- **Фрагмент документа**
────────────────────────────────────────

Прот.Сергий Булгаков (1871-1944)
по случаю столетия со дня рождения

Редакционная статья из журнала "ПРАВОСЛАВНАЯ МЫСЛЬ"
ТРУДЫ ПРАВОСЛАВНОГО БОГОСЛОВСКОГО ИНСТИТУТА В ПАРИЖЕ
Выпуск №14

Издательство YMCA-PRESS,  Париж, 1971


Свято-Сергиевская Духовная Академия  в Париже посветила в своё время (в 1950 г.) особый том VIII своего печатного органа "Православная мысль" личности  и творчеству о. Сергия Булгакова, бессменного декана академии со времени ее основания .Эти статьи содержат воспоминания и оценки главных коллег о. Сергия, принадлежащих ещё к славной плеяде профессоров высших духовных и университетских школ дореволюционной России. Ближайший ученик о. Сергия, профессор Л.Зандер, составил двухтомный разбор, начатый ещё при жизни о. Сергия и им же проверенный, всего богословского наследия своего учителя под названием "Бог и Мир" (Париж, 1948 г.)   

 В настоящем выпуске, являющемся очередным сборником статей наличного профессорского состава — профессора и лекторы младшего поколения Парижской духовной академии хотят воспользоваться случаем совпадения данного издания со столетием со дня рождения незабвенного учителя, чтобы выразить чувство благодарности к нему за все от него полученное в годы пребывания в Академии под его руководством и преданности его духовному завещанию — подвигу свободного и творческого богословствования, служения Церкви и неустанного литургического и молитвенного порыва.

В краткой декларативной форме, от имени всей профессорской коллегии, мы хотим в свою очередь засвидетельствовать актуальность жизненного пути и богословского наследия нашего учителя.

────────────────────────────────────────

- **Задание**
Как называется двухтомный разбор богословского наследия о. Сергия Булгакова, составленный профессором Л. Зандером, согласно редакционной статье выше?

────────────────────────────────────────

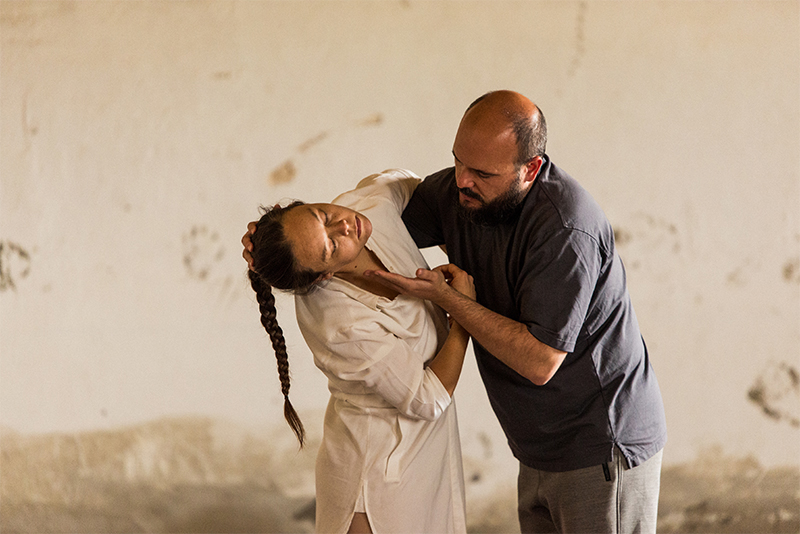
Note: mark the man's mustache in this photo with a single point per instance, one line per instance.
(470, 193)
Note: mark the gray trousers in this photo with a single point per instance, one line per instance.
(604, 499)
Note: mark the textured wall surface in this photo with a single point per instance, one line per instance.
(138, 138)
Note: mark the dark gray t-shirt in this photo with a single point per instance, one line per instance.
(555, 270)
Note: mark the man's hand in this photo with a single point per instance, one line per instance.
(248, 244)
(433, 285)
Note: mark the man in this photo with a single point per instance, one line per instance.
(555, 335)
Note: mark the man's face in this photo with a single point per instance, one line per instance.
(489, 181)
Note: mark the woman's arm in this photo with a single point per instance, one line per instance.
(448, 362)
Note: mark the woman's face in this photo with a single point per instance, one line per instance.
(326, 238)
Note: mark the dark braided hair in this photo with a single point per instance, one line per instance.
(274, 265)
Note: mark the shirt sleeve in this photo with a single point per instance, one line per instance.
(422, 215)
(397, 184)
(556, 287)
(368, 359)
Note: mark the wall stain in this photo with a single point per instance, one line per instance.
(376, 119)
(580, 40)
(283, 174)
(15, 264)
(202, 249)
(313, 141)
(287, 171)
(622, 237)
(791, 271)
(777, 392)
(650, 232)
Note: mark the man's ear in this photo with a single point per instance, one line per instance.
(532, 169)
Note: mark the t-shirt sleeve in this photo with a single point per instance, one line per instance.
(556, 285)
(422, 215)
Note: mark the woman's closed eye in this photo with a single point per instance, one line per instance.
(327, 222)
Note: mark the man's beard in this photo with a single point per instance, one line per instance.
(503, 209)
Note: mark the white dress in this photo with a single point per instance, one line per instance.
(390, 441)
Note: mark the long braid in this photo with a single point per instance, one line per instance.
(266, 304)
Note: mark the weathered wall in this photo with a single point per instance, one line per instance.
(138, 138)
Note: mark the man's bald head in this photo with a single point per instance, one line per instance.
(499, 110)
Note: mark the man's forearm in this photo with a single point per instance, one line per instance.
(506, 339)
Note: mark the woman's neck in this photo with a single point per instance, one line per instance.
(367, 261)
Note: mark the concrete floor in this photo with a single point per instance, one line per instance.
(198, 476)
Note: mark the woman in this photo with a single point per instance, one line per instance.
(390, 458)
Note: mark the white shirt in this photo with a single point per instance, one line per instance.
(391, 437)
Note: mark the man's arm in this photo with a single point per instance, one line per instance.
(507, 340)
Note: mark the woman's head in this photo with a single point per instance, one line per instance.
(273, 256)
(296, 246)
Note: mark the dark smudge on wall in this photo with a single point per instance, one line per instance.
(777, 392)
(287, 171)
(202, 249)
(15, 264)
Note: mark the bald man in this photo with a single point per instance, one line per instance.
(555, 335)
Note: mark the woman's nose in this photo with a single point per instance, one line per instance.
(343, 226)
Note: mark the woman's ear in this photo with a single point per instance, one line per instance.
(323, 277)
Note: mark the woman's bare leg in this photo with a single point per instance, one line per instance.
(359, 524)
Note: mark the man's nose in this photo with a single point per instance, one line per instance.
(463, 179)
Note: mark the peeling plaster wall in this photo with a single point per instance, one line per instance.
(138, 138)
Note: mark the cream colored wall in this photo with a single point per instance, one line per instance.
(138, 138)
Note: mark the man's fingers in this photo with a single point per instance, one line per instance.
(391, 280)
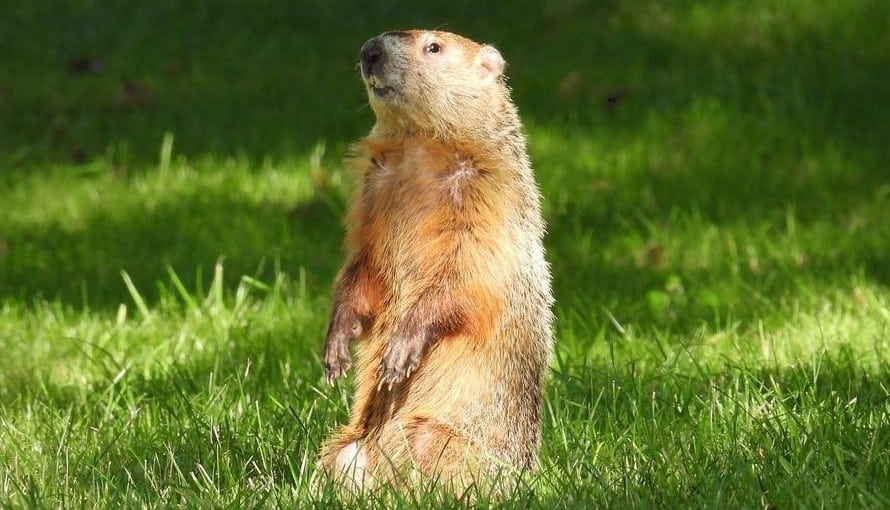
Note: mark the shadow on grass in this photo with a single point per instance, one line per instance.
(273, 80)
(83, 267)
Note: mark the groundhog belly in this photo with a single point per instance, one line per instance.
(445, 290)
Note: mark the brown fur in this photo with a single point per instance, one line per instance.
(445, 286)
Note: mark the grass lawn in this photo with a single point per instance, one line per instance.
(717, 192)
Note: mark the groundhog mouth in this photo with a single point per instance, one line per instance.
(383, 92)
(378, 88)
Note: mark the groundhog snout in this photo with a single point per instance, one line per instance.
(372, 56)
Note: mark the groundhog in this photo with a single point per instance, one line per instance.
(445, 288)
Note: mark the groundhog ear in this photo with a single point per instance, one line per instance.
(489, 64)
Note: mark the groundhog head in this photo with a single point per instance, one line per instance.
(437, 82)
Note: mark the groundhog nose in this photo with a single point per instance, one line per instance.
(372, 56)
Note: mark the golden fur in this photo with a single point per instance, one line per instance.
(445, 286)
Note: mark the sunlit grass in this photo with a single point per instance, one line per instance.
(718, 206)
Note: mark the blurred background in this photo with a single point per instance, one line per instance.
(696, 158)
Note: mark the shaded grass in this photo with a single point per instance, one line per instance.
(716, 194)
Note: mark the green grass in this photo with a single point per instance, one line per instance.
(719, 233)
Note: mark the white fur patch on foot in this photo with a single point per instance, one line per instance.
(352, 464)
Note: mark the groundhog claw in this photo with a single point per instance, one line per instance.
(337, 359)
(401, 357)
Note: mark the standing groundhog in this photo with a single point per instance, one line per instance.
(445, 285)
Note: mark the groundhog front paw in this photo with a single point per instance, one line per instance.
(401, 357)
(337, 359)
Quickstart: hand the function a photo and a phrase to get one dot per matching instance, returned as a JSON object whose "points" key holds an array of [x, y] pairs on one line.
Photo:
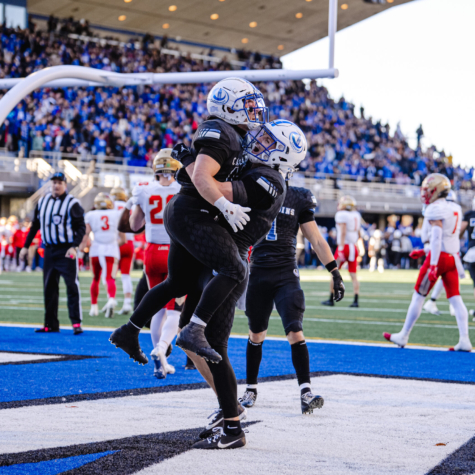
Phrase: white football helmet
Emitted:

────────────────────────────────────────

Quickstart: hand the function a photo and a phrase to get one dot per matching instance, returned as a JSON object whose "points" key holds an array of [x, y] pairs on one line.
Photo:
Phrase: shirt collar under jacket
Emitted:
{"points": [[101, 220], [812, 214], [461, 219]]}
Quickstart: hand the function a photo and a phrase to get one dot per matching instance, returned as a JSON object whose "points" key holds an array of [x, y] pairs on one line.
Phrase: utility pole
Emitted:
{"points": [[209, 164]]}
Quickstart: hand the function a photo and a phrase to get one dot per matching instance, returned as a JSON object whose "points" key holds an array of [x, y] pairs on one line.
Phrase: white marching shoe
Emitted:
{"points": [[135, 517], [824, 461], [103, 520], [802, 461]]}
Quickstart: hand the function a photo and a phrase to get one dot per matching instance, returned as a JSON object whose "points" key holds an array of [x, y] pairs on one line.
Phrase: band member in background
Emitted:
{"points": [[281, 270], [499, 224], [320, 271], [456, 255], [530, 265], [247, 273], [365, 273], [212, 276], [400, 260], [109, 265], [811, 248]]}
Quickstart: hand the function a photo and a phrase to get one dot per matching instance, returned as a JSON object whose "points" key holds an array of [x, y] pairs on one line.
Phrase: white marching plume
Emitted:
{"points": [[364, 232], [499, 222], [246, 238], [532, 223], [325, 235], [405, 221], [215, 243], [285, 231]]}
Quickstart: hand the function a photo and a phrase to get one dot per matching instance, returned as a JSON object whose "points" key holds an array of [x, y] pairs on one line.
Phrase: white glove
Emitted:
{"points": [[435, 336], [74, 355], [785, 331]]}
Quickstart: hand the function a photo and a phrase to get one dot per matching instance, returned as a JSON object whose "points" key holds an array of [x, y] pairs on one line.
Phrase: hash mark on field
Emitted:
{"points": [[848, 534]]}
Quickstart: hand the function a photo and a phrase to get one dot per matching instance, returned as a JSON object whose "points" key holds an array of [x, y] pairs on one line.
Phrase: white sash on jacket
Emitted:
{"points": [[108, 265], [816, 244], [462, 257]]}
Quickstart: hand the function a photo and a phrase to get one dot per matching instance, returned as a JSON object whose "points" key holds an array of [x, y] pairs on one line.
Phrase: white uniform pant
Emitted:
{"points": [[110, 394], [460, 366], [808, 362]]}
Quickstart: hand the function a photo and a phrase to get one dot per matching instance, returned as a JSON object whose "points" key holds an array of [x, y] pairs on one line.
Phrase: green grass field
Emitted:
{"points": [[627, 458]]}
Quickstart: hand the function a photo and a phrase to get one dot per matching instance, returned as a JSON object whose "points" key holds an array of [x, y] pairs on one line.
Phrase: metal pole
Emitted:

────────────────────────────────────────

- **Решённое задание**
«Бог и Мир» (Париж, 1948 г.).